• TAREAS POR REALIZAR
#1 En el relato sobre la COVID-19, ¿cuánto tiempo lleva quien narra esperando el resultado de su primer PCR?
#2 Enumera los síntomas que se describen en el relato sobre la COVID-19 para dos episodios: la visita al Policlínico y la consulta por WhatsApp.
#3 Escribe la continuación del relato sobre la COVID-19 a partir de su última frase.

• FRAGMENTO
Unas gotas de la lluvia de los últimos días son suficientes para sentirme caliente todo el tiempo y mi madre comprobar que estoy más frío que las paredes del congelador
Desde que comenzó la pandemia de la COVID-19 he tenido la enfermedad unas cinco veces. Hasta ahora no hay prueba que demuestre lo contrario, tampoco alguna que lo afirme, porque del primer PCR que me hice aún espero el resultado; cuatro meses después.
La primera vez que me “contagié” fue cuando todos le teníamos más respeto al virus y ni siquiera me había graduado de los estudios universitarios. En ese entonces, cientos de casos eran un escándalo y salía muy poco de casa. Mi tiempo estaba inmerso en la culminación de la tesis e Internet me abofeteaba un abanico de noticias, vicio por el cual me quedó poco para recurrir a “internautas anónimos”.
Nunca antes la infoxicación me había jugado una mala pasada; si iba a ser periodista (ya lo soy), el colmo sería que no me informara, pero entre un nuevo síntoma cada semana, las secuelas, que si los jóvenes también somos vulnerables, y la preocupación por vivir con dos familiares mayores de 50 años, se vino una marea de contenido difícil de balancear tratándose de algo tan nuevo como el SARS-CoV-2.
Un día, una fiebre cercana a los 38 grados saltó las alarmas y decidí acudir al Policlínico. Me ardía la garganta, la tenía enrojecida y lo asocié con una amigdalitis. Tanto deseé que fuese así, que antes de decirle el nombre al médico yo mismo me diagnostiqué y él, sin observar mis glándulas, me regresó a casa sin medicación ni el registro de la visita porque, en definitiva, según él, no había tenido contacto con ninguna persona proveniente del extranjero (los que en aquel tiempo traían la enfermedad).
Otra de las veces que “fui positivo” tuve una apretazón en el pecho y un dolor en los pulmones como si se hubiesen desprendido tras lanzarme de un quinto piso. Esa ocasión consulté vía WhatsApp a un amigo cuasi médico que vive en Matanzas. Por suerte, “la cosa” se me fue pasando.
Después, solo llevaba una semana enfrentándome a la vida laboral cuando mi jefe, un viernes en la tarde, me dice desde el otro lado del teléfono: “¿Estás listo? Prepara cepillo y pasta que te vas mañana para un Centro de Aislamiento”. Yo, que hasta ese entonces apenas salía de mi cuarto, no hice más que responderle, como quien no tiene opciones: “Bueno… ¿a qué hora es eso?”.

• DATOS PROPORCIONADOS
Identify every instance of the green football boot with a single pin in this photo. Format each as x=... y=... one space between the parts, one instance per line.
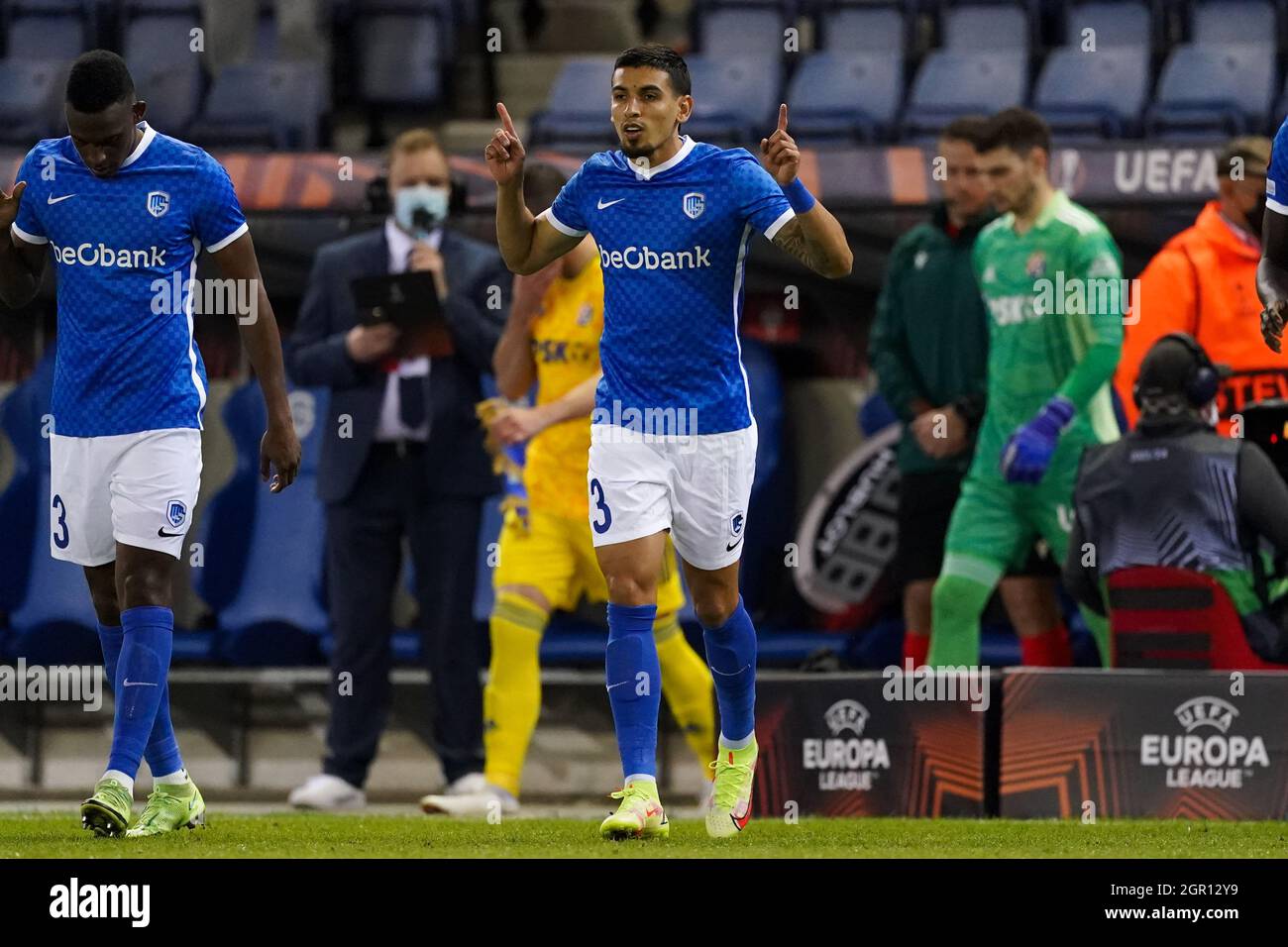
x=170 y=806
x=107 y=810
x=640 y=815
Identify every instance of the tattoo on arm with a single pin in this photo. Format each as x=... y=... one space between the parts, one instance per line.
x=791 y=239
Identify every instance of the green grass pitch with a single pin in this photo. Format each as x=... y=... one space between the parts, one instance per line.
x=294 y=835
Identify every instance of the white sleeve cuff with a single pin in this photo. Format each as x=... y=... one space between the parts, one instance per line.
x=219 y=245
x=777 y=226
x=29 y=237
x=549 y=214
x=1276 y=206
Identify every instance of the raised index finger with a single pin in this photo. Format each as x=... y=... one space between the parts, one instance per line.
x=505 y=119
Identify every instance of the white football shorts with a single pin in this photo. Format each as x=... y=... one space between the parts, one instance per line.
x=696 y=486
x=133 y=488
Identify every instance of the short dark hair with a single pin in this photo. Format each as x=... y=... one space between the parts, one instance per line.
x=98 y=78
x=1017 y=129
x=655 y=55
x=969 y=128
x=541 y=184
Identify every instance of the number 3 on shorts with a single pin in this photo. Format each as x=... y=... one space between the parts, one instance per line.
x=60 y=541
x=596 y=495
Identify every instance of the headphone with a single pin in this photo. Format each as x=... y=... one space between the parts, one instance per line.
x=377 y=200
x=1201 y=382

• TAREAS RESUELTAS
#1 Cuatro meses.

#2 Fiebre cercana a los 38 grados, ardor de garganta, garganta enrojecida, apretazón en el pecho y dolor en los pulmones.

#3
Por suerte (dentro del impacto por tamaña noticia para un principiante), era solo a una cobertura periodística a Ceballos 8 para contar el día a día de uno de los primeros sitios en atender a pacientes sospechosos; visita que se multiplicó a otros tres. ¿Y al siguiente día qué? ¡Equilicuá! Fiebre para “confirmar” la presencia de COVID-19.
Tal pareciera que la hipocondriasis se hereda (se sabe que este trastorno no es transitivo). La “obtuve” de mi difunta bisabuela Mimo. Mimo padeció de todo hasta los 98 y clínicamente de nada. Una vez se encaprichó en haber contraído la epilepsia de Toby, su perro, y lo único que le faltó fue soltar espuma por la boca.
Y no es que no me cuide. Ser hipocondríaco también tiene sus ventajas, como ser excesivo con la limpieza de las manos, las superficies… usar doble nasobuco y una careta transparente que te ahoga (como debe ser). Aunque enfermarse hoy ya no es extraño sino común, lastimosamente, pero la vida hay preservarla.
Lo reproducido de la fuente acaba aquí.